Task set:
A) For each statement, decide whether it agrees with the 2019 IFSC Climbing World Cup text below. Answer yes or no and quote the words from the text that settle it. (i) The season ended in Inzai, Japan. (ii) Speed competitions were held in 12 locations. (iii) Janja Garnbret won the women's lead title.
B) Pick up the 2019 IFSC Climbing World Cup text below right after its final sentence and carry it on.

Text extract:
* BEGIN *

- Organiser: IFSC
- Edition: 31st
- Events: 18 6 Boulder 6 Lead 6 Speed;
- Locations: 12 Meiringen, Switzerland Moscow, Russia Chongqing, China Wujiang, China Munich, Germany Vail, United States Villars, Switzerland Chamonix, France Briançon, France Kranj, Slovenia Xiamen, China Inzai, Japan;
- Dates: 5 April – 27 October 2019

Lead
- Men: Adam Ondra
- Women: Seo Chae-hyun
- Team: Japan

Boulder
- Men: Tomoa Narasaki
- Women: Janja Garnbret
- Team: Japan

Speed
- Men: Bassa Mawem
- Women: Song Yiling
- Team: Russia

Combined
- Men: Tomoa Narasaki
- Women: Janja Garnbret

= 2019 IFSC Climbing World Cup =

International sport climbing competition

The 2019 IFSC Climbing World Cup was held in 12 locations. Bouldering, lead and speed competitions were each held in 6 locations. The season began on 5 April in Meiringen, Switzerland with the first bouldering competition in the season, and concluded on 27 October in Inzai, Japan, with the last lead climbing competition in the season.

* END *

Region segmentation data
* BEGIN *

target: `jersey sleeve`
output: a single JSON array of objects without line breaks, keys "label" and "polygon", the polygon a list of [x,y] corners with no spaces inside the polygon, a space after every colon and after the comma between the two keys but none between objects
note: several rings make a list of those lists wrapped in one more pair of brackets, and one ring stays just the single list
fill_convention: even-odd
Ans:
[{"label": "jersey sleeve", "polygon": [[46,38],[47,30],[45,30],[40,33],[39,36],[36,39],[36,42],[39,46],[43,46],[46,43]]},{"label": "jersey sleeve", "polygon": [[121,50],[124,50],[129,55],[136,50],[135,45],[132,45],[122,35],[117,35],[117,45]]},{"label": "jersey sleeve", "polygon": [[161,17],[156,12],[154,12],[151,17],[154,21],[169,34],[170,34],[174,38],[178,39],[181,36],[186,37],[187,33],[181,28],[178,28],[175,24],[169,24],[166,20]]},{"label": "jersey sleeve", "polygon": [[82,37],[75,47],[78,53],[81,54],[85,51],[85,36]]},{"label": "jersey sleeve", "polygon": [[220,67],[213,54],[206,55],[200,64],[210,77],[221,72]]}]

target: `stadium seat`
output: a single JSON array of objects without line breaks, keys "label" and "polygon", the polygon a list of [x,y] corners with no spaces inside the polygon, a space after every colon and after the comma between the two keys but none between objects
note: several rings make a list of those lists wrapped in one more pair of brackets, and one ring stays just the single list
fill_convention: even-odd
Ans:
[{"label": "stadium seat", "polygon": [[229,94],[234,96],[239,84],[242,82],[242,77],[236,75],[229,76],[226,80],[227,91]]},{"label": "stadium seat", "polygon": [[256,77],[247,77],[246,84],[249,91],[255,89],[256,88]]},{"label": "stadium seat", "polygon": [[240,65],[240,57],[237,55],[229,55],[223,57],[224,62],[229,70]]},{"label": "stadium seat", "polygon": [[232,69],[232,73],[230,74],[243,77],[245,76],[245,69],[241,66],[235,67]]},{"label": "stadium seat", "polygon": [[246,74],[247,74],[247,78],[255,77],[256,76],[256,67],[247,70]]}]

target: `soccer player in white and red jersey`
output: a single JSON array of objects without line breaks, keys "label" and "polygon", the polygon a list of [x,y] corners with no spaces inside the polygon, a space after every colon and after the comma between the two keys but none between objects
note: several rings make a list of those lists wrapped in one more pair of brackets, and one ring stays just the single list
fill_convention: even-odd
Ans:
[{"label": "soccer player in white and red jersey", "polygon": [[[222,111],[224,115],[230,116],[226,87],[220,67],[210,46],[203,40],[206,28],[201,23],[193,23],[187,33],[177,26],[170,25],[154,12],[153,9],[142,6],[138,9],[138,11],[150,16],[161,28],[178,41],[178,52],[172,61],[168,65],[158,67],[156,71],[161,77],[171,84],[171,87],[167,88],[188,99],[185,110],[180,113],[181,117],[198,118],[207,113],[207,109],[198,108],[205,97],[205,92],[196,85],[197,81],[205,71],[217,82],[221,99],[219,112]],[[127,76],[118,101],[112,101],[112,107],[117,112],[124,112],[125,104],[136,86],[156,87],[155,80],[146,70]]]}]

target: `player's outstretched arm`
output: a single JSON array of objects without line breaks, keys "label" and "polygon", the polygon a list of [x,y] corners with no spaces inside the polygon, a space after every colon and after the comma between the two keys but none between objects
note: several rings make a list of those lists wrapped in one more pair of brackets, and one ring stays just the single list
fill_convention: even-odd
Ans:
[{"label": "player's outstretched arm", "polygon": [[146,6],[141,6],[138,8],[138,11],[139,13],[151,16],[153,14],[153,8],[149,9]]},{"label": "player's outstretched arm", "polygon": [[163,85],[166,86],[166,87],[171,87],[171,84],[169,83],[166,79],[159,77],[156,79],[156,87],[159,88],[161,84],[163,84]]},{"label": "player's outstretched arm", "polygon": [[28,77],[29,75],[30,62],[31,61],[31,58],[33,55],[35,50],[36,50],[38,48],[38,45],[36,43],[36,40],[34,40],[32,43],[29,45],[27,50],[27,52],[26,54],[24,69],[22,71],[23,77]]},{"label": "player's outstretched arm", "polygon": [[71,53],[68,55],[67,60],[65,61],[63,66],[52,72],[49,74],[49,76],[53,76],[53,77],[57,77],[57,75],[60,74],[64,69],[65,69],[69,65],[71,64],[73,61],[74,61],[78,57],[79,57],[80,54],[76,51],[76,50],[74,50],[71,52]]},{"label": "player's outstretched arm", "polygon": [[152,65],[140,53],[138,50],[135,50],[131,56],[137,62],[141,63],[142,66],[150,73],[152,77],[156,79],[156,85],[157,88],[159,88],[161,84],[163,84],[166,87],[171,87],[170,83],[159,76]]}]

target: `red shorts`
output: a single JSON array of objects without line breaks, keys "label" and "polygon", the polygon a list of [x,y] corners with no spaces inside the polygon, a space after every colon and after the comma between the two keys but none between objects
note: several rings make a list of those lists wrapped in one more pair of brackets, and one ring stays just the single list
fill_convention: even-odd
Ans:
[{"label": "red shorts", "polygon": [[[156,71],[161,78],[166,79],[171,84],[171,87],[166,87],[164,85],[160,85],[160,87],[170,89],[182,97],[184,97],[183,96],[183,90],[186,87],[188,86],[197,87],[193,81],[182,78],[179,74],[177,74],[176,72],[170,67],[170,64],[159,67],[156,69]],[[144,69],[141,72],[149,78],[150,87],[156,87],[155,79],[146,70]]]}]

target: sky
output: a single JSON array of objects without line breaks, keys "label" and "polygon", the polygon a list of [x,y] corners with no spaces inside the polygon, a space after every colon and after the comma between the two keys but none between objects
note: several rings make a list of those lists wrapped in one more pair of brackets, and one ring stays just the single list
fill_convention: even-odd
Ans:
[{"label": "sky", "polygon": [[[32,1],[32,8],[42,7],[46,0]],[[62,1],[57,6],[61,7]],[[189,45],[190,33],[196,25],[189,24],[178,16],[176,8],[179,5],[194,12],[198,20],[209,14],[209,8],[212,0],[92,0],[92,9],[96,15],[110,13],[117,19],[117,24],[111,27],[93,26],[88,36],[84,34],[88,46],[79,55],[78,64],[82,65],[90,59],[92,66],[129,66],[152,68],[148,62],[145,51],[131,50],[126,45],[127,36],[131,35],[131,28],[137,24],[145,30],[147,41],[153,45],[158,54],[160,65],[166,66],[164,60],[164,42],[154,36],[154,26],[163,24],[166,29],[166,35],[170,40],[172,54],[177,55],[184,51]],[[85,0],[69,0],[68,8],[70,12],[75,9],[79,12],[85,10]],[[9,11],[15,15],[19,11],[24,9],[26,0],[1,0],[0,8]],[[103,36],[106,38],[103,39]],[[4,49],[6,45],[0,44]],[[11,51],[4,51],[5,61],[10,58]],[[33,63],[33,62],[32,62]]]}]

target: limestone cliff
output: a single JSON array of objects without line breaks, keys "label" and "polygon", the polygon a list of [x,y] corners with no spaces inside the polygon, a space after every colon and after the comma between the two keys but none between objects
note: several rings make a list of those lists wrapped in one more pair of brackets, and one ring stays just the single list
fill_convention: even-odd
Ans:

* END *

Answers below:
A)
(i) Yes: "concluded on 27 October in Inzai, Japan"
(ii) No: "Bouldering, lead and speed competitions were each held in 6 locations."
(iii) No: "Women: Seo Chae-hyun"

B)
The top 3 in each competition received medals, and the overall winners were awarded trophies. At the end of the season an overall ranking was determined based upon points, which athletes were awarded for finishing in the top 30 of each individual event.

==Olympic qualification ==

For the Tokyo 2020 Olympics athletes can qualify through either the IFSC Combined World Championships, the Olympic Qualifying Event or the Continental Championships. The Olympic Qualifying Event is an invitation only event open to the 22 highest ranked climbers on the World Cup circuit who haven't already qualified.

== Highlights of the season ==
In bouldering, at the World Cup in Moscow, Janja Garnbret of Slovenia flashed all boulders in the final round to take the win.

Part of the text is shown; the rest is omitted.